▶ [Records]:
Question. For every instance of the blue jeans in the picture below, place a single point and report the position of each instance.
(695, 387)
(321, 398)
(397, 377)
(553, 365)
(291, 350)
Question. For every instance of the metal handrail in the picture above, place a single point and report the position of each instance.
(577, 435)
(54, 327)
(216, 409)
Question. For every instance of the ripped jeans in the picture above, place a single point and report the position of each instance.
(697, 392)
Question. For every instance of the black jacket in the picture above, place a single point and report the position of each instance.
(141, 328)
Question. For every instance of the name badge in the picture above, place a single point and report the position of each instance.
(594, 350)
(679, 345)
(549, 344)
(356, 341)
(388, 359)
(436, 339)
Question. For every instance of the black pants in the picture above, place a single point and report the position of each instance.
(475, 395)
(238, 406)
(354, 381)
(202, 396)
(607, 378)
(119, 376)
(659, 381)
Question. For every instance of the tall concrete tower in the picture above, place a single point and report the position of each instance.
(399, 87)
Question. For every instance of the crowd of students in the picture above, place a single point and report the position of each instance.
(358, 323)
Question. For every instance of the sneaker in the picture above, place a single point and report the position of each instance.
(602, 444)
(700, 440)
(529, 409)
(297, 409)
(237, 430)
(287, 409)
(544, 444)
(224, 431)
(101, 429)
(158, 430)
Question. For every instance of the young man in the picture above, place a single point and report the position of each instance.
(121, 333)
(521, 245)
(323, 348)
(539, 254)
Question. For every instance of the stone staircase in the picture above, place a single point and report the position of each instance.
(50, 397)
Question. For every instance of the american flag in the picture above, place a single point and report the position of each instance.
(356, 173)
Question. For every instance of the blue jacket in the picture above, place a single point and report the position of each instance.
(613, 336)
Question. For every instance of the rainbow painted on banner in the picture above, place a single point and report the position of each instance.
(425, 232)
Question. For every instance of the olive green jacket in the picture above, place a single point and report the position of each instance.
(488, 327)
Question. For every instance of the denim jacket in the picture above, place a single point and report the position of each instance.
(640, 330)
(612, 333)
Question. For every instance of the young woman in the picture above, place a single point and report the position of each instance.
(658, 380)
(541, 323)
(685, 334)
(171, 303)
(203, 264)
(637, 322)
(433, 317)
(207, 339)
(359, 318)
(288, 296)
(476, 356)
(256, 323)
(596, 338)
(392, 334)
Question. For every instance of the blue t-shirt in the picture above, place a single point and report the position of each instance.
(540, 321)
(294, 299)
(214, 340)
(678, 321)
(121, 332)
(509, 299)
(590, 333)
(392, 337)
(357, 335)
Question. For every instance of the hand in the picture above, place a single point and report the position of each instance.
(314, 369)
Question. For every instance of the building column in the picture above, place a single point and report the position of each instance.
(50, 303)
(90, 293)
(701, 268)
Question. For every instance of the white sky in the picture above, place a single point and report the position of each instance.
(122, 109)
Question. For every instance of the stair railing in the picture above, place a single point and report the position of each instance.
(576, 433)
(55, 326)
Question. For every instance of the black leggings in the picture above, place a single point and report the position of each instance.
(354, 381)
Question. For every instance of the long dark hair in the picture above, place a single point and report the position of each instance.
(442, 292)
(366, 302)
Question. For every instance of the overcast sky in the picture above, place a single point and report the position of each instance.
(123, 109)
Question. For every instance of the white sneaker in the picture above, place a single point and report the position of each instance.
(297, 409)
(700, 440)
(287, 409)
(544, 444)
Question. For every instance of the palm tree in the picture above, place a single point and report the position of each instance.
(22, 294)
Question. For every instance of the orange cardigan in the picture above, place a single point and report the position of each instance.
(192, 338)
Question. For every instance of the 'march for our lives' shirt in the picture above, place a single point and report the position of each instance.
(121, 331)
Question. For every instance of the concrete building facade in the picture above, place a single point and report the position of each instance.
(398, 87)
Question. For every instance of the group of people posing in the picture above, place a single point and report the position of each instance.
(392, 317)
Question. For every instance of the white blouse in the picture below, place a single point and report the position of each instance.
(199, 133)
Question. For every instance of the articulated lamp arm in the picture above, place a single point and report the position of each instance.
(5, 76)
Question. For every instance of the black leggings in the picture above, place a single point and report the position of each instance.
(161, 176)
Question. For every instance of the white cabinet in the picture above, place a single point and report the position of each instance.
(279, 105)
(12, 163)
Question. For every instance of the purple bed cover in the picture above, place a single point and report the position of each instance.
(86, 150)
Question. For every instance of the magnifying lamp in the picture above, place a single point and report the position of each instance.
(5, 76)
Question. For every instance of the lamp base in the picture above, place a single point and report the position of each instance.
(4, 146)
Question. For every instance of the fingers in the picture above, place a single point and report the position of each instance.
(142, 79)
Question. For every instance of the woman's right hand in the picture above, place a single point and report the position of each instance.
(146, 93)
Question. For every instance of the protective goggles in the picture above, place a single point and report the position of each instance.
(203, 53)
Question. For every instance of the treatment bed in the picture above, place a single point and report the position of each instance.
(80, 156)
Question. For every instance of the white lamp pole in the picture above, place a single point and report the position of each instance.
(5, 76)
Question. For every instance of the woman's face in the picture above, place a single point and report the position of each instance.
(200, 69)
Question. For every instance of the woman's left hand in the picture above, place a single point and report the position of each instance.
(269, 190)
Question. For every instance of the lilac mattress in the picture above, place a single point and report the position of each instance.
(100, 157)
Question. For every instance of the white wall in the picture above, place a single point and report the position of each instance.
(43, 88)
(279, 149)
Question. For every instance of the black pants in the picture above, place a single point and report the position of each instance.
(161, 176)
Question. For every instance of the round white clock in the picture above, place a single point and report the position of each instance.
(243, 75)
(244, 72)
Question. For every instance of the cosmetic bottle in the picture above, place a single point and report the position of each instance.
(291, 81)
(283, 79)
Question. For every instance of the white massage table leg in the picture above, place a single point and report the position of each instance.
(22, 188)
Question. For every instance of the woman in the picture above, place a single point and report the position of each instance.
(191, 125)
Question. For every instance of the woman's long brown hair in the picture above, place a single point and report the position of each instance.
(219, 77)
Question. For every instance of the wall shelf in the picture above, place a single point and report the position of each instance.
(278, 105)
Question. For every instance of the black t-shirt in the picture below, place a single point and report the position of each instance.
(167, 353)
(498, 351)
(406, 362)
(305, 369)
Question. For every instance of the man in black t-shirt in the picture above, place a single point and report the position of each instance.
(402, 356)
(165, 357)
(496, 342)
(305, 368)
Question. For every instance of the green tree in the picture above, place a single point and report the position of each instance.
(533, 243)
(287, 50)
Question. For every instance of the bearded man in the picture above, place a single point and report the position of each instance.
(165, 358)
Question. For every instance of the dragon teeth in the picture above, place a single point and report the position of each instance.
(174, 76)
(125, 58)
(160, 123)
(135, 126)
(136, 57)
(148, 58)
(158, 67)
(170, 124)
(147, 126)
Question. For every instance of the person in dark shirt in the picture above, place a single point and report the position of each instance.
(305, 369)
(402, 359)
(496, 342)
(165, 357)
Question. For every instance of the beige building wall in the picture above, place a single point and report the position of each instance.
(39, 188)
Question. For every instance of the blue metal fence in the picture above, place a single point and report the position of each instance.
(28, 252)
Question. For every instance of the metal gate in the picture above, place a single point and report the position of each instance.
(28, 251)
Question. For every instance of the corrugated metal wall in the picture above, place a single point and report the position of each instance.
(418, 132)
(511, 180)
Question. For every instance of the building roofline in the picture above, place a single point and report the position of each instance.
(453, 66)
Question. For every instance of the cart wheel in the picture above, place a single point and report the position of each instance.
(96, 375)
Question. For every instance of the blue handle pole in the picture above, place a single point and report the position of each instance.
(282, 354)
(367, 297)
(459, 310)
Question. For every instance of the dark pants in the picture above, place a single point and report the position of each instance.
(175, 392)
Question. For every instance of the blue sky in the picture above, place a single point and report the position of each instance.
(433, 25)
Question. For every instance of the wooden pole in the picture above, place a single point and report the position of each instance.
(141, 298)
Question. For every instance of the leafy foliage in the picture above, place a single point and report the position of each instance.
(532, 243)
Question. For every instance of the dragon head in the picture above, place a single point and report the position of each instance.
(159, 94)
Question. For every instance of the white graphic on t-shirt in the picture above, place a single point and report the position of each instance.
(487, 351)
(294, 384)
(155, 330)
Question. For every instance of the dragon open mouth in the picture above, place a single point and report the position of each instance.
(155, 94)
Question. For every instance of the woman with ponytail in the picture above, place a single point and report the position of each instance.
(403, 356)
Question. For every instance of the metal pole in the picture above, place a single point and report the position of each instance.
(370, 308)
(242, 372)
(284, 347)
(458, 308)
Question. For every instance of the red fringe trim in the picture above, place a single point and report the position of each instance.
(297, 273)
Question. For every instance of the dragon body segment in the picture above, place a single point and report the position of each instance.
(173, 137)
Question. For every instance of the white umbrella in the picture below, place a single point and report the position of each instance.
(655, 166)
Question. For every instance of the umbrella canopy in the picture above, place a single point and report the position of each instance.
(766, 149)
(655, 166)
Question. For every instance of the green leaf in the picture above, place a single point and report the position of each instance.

▶ [Exercise]:
Reproduce exactly the stretch of lines that starts at the one containing "Question. For every instance of the metal pole" and ends with the final line of the data, including both ends and nothing more.

▶ [Solution for this exercise]:
Question. For every instance of the metal pole in the picture above, place a single point and report the position of each instance.
(370, 308)
(242, 372)
(284, 347)
(458, 308)
Question. For every instance of the red fringe trim in the picture above, place a single point and report the position of each instance.
(297, 273)
Question. For every instance of the dragon body segment in the picture above, place a single point and report the position of each instance.
(173, 137)
Question. For every instance of the white umbrella in the picture below, place a single point and report the position of each instance.
(655, 166)
Question. For every instance of the umbrella canopy in the picture above, place a single point and report the position of each instance.
(766, 149)
(655, 166)
Question. For every instance of the green leaf in the picture above, place a single point and report the position of each instance.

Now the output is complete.